Start DATA PROVIDED

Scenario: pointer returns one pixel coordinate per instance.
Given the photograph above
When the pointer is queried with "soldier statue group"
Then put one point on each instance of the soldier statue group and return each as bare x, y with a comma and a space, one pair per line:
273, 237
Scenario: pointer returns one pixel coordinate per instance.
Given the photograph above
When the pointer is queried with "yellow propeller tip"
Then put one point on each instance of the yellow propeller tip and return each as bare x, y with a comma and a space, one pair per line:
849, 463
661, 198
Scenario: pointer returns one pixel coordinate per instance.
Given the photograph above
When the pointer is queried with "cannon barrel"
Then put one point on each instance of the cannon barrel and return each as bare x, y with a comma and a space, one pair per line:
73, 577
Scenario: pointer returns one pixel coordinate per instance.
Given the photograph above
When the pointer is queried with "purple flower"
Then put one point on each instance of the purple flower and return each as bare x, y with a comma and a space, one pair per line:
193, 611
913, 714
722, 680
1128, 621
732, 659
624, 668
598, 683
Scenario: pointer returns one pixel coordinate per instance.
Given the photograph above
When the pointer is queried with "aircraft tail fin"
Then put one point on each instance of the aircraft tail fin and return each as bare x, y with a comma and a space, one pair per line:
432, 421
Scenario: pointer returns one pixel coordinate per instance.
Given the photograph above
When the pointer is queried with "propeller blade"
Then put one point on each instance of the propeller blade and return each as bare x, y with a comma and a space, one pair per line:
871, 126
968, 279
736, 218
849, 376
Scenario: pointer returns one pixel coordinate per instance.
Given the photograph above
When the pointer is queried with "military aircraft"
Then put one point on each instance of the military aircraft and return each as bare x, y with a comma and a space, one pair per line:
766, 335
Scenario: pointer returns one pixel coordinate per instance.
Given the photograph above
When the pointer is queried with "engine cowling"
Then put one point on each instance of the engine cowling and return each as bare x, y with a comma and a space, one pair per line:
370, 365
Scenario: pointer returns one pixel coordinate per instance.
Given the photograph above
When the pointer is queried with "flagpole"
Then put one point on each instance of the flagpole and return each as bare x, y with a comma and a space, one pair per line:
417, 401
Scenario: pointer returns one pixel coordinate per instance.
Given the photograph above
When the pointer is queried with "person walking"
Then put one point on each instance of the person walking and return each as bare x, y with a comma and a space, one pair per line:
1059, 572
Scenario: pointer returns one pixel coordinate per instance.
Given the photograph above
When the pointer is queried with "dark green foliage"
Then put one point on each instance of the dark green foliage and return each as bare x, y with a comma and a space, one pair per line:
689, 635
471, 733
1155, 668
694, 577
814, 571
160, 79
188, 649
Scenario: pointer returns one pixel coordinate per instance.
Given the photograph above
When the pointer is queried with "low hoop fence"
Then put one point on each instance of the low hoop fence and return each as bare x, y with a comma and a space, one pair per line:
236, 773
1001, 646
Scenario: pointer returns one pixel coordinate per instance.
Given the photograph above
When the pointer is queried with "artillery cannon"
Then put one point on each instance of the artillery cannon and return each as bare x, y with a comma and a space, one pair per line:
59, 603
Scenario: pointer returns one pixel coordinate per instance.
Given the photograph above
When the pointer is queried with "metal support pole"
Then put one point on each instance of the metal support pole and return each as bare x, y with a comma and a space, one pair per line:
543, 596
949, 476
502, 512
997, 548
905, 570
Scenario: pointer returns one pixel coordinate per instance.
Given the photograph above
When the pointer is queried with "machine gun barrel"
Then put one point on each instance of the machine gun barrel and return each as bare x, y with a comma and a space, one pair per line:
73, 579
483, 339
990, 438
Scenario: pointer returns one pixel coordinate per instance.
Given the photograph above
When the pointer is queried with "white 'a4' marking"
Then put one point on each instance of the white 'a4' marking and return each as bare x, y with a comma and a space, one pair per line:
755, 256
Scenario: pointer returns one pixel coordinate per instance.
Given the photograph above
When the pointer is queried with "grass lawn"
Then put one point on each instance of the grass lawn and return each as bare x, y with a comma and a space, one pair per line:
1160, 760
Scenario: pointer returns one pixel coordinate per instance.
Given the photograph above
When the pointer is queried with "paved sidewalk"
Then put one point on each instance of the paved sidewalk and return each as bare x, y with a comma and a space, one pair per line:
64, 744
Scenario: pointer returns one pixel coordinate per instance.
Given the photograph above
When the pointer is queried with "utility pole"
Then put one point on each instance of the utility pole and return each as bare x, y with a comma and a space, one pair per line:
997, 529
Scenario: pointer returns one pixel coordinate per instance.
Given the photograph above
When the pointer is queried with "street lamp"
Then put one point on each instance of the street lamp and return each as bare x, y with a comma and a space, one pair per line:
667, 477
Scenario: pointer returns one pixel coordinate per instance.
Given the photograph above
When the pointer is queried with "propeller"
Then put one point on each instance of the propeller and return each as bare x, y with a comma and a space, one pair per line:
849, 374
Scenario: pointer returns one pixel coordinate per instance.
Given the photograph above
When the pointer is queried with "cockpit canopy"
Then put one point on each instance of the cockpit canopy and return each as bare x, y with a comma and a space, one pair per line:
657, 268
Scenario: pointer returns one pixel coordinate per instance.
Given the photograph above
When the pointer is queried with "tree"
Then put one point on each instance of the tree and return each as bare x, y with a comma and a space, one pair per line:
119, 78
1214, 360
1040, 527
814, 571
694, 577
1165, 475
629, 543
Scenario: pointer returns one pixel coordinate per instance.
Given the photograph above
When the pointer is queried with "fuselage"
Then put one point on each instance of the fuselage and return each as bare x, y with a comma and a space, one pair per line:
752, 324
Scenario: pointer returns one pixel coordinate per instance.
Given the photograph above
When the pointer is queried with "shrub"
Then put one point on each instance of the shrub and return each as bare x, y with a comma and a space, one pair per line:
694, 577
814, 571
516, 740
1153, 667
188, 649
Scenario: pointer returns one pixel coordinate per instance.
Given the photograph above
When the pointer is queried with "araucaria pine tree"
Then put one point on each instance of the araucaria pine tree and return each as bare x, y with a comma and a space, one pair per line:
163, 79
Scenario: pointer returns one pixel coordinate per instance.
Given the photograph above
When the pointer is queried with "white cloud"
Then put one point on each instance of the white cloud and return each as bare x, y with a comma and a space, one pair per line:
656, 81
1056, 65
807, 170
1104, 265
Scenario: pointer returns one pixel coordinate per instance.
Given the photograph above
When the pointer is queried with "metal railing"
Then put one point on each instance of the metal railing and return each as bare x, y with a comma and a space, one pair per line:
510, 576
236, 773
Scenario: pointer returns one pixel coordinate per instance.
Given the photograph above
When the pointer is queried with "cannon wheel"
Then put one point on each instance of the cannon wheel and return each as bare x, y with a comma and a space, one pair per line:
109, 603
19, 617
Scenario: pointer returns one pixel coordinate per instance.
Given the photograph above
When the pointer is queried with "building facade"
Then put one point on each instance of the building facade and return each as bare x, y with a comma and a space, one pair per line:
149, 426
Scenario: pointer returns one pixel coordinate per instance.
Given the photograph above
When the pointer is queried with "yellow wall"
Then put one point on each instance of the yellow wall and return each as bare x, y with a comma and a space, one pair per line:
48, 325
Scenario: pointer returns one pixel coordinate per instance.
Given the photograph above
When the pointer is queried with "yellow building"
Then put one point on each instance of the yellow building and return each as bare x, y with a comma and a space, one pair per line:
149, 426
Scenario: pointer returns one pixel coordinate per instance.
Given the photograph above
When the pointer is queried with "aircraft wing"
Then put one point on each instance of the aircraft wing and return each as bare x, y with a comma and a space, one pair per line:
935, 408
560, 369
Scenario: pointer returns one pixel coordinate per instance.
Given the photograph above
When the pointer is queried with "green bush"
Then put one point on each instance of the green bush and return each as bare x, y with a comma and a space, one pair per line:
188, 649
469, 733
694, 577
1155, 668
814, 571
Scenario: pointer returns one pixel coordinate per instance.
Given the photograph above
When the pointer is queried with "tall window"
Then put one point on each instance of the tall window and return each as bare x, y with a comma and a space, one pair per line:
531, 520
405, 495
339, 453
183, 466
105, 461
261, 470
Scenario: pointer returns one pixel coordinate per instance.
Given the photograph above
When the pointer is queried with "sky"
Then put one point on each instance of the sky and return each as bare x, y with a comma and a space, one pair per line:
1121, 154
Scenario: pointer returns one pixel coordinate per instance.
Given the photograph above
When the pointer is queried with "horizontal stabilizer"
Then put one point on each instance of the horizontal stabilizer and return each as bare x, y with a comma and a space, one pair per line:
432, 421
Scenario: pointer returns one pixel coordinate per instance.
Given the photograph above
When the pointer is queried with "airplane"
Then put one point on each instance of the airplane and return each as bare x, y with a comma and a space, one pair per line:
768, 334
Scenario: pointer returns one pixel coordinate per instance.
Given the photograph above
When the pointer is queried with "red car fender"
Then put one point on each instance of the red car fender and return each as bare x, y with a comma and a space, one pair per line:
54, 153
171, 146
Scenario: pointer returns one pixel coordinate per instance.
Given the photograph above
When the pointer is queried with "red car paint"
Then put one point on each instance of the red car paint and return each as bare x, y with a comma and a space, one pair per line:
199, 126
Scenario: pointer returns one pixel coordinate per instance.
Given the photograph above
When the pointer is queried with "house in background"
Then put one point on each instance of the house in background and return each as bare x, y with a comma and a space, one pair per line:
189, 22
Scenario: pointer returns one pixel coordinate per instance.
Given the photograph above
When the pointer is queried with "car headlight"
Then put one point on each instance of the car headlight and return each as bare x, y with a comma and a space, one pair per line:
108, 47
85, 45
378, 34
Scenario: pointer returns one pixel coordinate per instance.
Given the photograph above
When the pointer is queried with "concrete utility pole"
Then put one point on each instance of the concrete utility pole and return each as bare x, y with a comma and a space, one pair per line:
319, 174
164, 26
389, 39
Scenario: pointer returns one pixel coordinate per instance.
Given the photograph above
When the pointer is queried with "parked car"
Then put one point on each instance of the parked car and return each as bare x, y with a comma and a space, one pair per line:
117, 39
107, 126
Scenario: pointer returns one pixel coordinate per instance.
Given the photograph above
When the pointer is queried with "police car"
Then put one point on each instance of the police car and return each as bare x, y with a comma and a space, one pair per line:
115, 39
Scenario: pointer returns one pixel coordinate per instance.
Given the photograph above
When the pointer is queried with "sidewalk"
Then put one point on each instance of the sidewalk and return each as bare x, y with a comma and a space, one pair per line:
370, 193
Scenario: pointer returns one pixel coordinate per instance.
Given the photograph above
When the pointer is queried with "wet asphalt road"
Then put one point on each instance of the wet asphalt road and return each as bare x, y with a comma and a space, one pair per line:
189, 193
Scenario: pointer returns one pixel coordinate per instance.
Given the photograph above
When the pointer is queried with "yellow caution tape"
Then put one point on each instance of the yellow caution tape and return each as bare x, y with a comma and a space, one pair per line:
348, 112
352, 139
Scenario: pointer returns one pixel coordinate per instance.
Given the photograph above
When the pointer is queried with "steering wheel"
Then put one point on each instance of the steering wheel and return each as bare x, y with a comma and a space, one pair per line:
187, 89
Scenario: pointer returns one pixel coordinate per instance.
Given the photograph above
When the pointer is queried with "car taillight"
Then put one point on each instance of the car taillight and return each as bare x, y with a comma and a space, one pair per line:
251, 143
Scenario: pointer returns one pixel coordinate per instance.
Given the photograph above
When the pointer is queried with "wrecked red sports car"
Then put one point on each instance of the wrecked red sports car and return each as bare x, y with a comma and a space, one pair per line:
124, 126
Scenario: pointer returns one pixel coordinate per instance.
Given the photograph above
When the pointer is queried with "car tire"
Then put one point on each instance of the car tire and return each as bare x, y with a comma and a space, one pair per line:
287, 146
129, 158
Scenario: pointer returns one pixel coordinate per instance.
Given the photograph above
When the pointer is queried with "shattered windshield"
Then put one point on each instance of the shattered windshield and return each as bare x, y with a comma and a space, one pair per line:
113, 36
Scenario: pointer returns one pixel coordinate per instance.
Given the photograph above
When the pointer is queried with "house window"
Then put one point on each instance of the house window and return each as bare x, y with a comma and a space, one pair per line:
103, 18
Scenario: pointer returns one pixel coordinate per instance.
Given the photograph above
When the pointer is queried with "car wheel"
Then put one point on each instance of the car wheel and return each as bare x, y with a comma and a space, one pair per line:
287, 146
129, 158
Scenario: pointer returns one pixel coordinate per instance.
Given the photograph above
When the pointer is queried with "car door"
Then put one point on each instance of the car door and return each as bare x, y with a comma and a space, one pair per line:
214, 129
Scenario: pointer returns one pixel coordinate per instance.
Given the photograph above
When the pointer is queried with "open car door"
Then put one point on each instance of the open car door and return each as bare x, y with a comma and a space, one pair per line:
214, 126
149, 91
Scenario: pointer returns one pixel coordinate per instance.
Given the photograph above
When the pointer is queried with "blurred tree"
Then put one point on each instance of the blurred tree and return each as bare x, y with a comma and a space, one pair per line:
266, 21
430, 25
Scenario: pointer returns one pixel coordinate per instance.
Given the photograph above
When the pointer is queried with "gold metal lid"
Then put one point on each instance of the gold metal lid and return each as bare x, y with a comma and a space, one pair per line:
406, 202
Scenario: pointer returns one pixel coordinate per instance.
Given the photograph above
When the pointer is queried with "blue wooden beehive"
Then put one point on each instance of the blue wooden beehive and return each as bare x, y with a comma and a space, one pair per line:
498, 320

End DATA PROVIDED

_WHAT TO DO_
Find each row above that contains the word "airplane", and copy those rows in full.

_EXERCISE OUTPUT_
When the pointer is queried with "airplane"
Then put one point on each instance of the airplane and return each as bare x, y with a comma and a space, one pair per line:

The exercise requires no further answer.